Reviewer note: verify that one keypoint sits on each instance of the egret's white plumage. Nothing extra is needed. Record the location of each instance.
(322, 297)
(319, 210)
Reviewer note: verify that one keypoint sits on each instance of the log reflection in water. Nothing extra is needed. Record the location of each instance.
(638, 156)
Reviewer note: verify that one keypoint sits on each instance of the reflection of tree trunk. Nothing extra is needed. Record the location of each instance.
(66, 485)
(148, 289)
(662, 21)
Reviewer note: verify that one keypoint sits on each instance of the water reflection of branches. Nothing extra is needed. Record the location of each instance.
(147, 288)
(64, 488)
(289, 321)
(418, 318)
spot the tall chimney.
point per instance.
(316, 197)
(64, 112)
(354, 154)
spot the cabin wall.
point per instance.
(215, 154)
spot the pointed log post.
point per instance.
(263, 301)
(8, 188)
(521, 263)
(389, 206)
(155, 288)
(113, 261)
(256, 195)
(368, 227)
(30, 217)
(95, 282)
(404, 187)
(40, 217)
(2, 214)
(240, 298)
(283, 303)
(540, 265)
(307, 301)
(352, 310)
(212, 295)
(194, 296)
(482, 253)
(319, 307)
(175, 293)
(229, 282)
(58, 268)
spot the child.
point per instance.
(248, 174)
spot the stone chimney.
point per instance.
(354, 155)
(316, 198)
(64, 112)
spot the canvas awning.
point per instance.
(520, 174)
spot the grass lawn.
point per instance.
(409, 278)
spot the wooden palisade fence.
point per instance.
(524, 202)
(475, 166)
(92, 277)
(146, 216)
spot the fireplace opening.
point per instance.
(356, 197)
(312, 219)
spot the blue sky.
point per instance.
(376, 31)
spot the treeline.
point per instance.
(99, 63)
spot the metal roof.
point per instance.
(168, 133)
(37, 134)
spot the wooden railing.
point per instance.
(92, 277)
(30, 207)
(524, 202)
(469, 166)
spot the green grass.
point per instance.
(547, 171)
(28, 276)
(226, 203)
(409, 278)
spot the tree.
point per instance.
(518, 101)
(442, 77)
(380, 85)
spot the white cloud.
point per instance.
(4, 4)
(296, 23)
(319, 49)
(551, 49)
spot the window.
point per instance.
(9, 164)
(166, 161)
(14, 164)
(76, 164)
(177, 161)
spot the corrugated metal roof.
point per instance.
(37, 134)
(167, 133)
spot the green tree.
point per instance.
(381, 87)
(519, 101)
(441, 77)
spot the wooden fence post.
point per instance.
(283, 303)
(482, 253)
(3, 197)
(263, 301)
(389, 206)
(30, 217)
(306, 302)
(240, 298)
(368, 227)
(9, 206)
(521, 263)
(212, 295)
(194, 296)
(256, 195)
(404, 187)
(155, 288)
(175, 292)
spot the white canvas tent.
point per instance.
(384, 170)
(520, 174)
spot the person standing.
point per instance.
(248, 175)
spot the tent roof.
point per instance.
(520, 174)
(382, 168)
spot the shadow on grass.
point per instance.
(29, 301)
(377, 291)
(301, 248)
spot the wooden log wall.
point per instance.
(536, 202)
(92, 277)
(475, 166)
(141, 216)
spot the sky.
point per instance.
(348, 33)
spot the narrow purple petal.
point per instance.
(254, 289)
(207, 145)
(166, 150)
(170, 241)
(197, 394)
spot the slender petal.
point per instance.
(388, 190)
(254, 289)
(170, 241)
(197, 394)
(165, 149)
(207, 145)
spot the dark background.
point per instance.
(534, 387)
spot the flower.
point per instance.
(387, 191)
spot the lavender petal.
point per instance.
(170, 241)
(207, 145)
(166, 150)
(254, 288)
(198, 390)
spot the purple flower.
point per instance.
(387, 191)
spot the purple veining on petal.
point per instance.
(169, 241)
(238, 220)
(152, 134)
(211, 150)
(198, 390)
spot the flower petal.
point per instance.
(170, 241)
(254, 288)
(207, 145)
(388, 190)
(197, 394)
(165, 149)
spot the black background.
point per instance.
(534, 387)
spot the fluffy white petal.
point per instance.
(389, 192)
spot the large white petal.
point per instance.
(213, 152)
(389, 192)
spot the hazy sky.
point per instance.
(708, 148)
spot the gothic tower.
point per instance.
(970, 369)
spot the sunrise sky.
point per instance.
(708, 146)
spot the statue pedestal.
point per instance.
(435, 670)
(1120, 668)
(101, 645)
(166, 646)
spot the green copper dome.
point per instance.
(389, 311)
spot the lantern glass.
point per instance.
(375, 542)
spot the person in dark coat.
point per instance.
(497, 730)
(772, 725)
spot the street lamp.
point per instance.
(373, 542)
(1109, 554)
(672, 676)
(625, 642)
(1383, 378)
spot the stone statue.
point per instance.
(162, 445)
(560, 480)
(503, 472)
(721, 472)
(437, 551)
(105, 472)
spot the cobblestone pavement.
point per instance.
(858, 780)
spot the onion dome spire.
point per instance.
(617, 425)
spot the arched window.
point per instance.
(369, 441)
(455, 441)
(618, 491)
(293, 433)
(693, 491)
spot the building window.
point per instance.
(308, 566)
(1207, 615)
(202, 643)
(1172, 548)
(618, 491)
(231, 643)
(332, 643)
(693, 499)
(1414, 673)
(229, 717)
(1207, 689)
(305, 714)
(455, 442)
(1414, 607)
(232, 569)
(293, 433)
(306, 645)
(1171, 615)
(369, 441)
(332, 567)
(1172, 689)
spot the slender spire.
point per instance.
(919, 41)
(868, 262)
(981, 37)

━━━━━━

YOUR TASK - Check each line above for the word "grass" and give the number of lines that have it, nothing else.

EXPECTED OUTPUT - 3